--- start of Data excerpts ---
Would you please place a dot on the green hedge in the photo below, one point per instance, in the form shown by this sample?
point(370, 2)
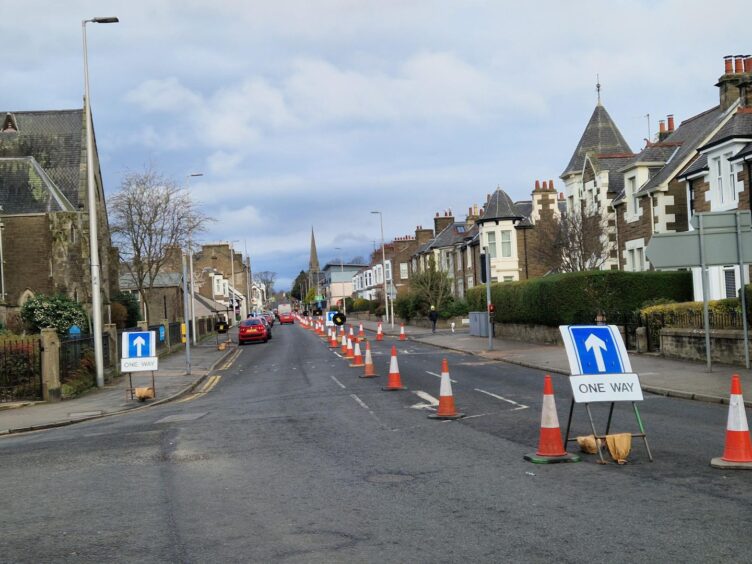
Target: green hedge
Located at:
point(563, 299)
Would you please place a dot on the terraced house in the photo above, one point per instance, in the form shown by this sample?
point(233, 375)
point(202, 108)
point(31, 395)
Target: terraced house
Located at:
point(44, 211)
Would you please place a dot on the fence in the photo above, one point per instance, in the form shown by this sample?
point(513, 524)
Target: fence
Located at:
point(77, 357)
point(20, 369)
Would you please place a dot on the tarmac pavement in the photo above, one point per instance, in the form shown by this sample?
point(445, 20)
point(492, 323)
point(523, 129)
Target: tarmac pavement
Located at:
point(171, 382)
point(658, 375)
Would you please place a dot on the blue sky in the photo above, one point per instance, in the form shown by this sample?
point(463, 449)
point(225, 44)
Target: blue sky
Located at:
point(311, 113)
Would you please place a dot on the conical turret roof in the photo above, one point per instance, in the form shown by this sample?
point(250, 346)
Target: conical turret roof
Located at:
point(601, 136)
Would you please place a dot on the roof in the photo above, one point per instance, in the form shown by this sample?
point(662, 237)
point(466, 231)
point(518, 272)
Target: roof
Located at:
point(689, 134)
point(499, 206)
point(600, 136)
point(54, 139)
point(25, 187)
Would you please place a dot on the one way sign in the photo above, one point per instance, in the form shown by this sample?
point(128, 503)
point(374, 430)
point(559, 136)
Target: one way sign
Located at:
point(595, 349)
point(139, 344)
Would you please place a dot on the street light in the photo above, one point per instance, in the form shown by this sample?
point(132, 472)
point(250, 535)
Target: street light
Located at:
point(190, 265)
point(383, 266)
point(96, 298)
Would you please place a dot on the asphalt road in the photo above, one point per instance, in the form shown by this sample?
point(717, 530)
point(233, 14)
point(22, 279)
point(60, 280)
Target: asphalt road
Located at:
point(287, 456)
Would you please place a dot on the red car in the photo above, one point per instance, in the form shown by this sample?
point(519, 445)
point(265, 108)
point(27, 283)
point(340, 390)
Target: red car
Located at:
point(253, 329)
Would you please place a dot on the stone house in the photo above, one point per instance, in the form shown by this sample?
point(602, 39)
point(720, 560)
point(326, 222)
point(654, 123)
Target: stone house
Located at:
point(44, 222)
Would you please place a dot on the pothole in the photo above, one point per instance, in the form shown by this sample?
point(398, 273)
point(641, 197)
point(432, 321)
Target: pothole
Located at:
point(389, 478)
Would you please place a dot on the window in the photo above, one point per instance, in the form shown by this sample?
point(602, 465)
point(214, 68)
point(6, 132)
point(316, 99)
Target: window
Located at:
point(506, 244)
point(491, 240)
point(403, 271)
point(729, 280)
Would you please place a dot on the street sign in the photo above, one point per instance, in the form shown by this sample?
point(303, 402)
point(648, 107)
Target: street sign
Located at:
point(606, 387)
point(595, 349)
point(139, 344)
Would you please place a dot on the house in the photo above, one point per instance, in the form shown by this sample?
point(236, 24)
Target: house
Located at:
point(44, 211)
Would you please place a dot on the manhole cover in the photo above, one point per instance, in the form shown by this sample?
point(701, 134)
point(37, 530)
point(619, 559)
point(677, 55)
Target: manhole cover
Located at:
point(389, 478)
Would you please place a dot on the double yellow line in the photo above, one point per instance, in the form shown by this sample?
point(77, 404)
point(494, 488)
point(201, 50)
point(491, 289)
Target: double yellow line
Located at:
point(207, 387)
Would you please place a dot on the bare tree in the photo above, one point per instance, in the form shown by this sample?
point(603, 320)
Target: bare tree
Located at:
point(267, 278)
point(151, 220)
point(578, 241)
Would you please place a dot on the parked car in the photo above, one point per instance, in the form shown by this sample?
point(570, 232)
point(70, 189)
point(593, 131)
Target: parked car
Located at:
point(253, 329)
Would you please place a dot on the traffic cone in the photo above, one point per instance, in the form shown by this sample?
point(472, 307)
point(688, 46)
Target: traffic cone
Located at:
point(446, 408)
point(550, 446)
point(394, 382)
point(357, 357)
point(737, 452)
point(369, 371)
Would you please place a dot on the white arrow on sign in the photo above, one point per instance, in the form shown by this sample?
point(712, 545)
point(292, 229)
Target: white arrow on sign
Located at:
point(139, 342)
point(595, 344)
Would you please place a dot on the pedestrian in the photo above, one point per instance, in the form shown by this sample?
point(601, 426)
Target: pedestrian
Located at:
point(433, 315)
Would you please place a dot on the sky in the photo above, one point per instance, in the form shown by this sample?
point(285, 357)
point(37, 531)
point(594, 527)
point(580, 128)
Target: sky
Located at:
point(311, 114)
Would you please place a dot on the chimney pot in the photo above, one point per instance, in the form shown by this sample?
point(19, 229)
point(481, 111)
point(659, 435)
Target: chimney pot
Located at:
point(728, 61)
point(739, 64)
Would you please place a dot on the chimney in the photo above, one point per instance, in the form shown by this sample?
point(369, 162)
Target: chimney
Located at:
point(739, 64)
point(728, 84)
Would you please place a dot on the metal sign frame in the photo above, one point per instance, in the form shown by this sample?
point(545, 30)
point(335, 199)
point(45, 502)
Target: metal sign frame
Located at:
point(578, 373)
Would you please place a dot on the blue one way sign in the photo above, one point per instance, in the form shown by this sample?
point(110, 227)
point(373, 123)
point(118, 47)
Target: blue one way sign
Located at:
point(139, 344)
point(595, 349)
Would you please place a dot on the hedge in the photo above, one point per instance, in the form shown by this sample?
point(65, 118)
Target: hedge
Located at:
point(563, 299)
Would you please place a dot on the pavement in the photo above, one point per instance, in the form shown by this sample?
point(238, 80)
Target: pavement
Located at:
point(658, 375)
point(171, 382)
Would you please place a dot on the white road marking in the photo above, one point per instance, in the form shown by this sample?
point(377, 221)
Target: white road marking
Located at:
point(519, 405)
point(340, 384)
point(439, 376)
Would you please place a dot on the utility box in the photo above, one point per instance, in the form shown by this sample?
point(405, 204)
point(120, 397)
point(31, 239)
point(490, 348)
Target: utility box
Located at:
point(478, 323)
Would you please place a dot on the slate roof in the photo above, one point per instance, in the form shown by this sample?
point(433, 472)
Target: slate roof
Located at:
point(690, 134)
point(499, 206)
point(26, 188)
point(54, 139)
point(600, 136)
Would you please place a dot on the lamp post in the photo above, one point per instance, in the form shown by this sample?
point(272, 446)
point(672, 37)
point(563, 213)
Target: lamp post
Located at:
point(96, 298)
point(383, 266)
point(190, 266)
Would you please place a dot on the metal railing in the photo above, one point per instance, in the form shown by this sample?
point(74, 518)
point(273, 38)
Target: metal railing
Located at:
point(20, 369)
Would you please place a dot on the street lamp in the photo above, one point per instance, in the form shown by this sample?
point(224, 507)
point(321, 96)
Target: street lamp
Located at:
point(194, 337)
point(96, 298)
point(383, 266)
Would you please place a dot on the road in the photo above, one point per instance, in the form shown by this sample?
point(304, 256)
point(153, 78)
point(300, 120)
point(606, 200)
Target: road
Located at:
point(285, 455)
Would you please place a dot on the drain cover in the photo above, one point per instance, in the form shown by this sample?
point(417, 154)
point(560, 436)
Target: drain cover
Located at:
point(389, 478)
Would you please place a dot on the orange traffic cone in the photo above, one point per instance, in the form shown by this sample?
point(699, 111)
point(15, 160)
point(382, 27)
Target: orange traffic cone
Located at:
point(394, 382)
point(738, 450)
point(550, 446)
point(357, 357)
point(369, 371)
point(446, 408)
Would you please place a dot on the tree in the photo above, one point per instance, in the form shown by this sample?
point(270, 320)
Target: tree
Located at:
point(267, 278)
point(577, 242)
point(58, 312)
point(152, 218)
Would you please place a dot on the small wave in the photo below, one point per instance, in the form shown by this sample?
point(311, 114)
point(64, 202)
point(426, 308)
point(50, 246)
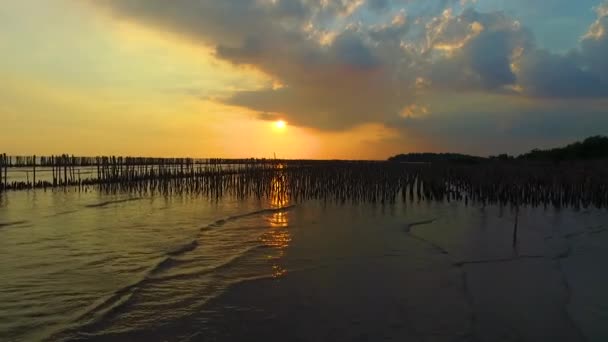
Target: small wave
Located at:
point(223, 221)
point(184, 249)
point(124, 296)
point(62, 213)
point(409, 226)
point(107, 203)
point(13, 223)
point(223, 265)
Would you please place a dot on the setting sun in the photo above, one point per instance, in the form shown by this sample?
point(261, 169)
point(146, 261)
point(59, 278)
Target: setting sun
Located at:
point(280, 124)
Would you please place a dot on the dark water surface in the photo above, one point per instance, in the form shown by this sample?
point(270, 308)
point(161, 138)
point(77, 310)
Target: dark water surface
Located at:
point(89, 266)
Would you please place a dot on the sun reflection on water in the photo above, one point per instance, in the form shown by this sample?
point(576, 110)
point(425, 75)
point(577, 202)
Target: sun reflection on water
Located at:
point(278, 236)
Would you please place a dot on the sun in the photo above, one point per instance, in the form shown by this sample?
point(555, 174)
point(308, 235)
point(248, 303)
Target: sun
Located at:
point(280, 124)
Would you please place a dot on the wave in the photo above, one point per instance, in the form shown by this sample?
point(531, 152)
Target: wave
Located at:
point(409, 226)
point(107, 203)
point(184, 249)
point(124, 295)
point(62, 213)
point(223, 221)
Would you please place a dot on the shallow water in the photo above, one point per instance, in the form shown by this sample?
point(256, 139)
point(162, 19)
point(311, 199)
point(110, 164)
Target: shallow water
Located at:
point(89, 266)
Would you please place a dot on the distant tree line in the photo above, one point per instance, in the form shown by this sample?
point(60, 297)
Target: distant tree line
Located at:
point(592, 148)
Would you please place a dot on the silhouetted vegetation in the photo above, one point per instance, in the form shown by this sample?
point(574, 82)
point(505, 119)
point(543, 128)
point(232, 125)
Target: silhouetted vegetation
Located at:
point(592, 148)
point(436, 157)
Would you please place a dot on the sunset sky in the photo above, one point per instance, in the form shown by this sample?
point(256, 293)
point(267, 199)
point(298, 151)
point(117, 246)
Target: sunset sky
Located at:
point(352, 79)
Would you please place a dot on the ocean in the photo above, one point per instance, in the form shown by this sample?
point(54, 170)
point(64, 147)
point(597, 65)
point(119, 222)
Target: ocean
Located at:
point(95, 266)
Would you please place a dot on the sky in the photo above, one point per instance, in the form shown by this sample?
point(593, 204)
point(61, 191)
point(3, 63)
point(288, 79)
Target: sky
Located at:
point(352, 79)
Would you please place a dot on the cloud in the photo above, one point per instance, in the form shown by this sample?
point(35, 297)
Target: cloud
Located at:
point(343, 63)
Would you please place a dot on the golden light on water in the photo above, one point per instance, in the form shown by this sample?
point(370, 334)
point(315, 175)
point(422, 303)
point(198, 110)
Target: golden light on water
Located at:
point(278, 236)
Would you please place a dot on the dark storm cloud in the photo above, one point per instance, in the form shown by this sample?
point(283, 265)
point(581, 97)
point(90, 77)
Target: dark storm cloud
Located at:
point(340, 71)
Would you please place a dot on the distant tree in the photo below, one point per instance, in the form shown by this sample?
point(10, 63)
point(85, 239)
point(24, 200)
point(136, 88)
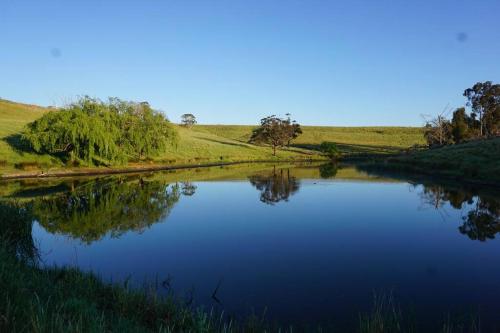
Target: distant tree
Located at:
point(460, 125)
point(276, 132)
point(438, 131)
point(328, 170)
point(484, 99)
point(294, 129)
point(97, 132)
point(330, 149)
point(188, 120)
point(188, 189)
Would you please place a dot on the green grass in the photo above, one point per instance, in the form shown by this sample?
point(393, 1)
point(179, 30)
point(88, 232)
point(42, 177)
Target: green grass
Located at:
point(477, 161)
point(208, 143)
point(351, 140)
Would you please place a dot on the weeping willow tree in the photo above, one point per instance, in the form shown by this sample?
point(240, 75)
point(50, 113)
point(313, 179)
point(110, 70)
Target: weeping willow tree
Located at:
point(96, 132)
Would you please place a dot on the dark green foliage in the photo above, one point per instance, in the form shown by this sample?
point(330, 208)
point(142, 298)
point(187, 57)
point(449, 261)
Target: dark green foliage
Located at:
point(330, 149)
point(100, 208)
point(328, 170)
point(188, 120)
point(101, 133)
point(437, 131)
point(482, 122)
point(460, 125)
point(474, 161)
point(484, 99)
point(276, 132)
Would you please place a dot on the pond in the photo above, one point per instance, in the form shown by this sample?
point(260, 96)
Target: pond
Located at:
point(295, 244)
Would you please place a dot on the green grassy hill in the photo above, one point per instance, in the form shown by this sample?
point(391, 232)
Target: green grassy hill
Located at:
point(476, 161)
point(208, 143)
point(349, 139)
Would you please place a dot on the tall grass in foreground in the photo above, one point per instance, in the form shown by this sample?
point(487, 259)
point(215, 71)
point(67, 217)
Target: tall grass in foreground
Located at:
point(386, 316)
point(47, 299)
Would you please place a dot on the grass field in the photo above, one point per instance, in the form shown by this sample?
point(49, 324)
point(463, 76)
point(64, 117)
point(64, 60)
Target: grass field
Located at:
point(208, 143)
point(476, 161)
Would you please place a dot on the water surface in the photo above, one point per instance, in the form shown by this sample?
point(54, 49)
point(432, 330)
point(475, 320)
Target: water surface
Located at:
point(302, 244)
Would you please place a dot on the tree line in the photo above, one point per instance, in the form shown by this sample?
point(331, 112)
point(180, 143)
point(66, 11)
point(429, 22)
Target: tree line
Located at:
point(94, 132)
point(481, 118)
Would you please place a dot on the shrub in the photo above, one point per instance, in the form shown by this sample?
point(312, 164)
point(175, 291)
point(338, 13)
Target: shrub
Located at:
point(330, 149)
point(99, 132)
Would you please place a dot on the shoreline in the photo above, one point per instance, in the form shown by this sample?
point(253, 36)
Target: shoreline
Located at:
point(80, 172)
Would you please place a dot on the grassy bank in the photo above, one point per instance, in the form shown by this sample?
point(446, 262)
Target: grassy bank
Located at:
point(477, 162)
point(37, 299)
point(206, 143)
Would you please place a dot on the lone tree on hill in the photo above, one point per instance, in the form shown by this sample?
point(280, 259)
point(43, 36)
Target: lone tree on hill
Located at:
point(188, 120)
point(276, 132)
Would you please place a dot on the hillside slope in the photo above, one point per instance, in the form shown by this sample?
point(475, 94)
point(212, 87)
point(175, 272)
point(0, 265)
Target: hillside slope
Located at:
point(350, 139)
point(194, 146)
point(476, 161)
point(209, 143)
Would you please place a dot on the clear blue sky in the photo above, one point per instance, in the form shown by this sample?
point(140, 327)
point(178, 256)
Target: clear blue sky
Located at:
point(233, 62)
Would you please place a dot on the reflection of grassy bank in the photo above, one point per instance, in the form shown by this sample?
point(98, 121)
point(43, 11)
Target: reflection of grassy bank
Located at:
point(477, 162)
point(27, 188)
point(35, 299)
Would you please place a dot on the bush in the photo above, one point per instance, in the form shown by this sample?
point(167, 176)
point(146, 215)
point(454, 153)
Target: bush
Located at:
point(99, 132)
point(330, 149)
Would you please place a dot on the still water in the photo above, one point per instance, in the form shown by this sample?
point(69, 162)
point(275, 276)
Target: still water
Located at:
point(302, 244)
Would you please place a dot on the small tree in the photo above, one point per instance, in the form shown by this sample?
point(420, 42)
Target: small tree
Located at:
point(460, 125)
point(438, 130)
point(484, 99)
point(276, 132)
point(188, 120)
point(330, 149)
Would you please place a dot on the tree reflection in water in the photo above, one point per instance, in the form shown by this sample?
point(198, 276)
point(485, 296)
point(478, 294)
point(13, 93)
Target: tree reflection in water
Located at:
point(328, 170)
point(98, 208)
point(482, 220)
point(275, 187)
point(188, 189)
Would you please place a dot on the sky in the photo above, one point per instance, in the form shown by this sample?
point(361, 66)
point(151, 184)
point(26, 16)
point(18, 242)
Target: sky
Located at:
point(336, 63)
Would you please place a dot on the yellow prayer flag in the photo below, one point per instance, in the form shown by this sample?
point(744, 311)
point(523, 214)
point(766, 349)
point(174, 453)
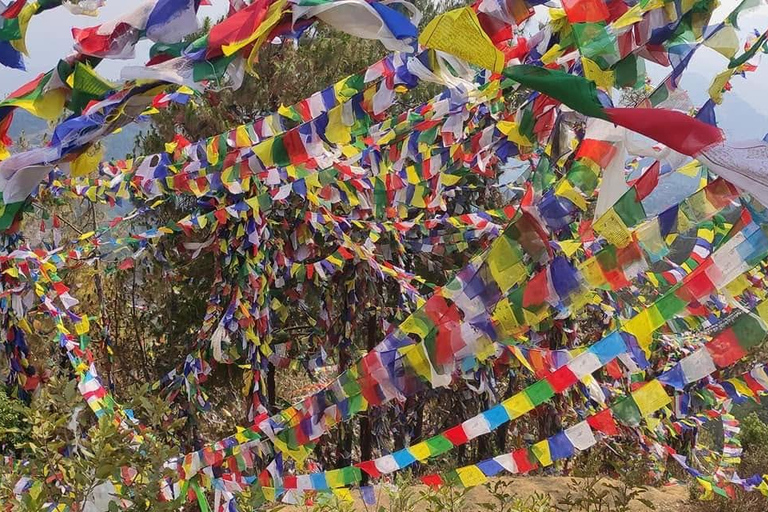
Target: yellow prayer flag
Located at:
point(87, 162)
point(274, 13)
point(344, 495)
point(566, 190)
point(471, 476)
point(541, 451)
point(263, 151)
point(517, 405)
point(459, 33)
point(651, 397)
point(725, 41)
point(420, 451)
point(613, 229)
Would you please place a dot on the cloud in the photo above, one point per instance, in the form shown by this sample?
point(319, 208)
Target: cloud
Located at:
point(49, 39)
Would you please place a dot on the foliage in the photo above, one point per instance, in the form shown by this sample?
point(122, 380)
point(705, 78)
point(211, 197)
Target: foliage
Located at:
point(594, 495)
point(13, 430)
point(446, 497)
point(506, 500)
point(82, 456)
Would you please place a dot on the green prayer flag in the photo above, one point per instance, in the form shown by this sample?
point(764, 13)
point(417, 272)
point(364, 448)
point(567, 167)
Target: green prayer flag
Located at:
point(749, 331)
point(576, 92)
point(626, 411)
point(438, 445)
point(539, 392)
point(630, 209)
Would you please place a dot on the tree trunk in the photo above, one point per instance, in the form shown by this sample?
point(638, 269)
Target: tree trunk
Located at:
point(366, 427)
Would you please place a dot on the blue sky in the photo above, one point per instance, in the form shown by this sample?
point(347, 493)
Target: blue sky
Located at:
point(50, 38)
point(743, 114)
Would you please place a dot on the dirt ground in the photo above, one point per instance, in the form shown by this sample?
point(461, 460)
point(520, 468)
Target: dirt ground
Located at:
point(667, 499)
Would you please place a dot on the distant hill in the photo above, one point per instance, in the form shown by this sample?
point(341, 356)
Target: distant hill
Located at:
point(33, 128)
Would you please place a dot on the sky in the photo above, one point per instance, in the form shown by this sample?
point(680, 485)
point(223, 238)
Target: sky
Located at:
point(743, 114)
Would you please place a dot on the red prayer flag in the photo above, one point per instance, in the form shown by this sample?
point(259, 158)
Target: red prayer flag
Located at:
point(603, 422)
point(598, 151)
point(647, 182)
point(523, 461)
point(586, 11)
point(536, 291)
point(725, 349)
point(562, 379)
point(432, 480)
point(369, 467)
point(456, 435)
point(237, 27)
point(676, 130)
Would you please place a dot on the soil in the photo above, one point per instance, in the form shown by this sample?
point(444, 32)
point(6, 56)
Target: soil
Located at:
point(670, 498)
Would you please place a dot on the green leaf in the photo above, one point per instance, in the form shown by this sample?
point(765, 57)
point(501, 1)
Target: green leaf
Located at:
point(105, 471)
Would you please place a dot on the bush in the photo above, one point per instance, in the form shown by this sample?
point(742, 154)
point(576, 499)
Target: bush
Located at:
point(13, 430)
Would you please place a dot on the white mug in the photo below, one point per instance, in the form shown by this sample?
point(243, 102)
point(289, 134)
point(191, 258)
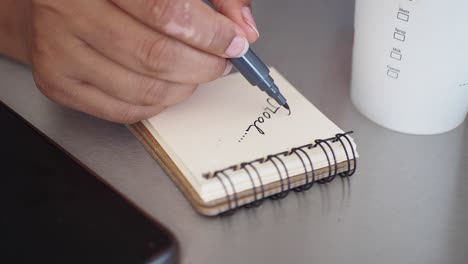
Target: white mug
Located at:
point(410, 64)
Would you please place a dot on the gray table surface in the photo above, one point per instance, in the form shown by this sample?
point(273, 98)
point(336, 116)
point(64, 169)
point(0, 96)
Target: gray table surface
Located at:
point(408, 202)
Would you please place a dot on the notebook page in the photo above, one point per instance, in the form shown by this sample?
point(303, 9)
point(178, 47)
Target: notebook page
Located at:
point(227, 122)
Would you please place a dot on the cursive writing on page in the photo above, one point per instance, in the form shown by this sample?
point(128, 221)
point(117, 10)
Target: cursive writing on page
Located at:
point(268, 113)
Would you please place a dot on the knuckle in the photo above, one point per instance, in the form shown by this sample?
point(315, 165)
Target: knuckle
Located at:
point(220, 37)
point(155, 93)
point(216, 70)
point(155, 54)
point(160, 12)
--- end of Data excerpts ---
In the entries above, find the line containing "Would you please place a dot on the cursive". Set down that line and every line after it through the last one, exactly and alone.

Would you please place a dot on the cursive writing on page in the photo above, one point per instance, in the form shown by this sample?
point(128, 221)
point(117, 10)
Target: cursive writing on page
Located at:
point(268, 113)
Would you please place a dot on the knuckle in the photo above, one point per instance, in the form shown by this sample?
point(315, 165)
Target: knuckle
Located at:
point(220, 37)
point(155, 93)
point(216, 70)
point(155, 54)
point(160, 12)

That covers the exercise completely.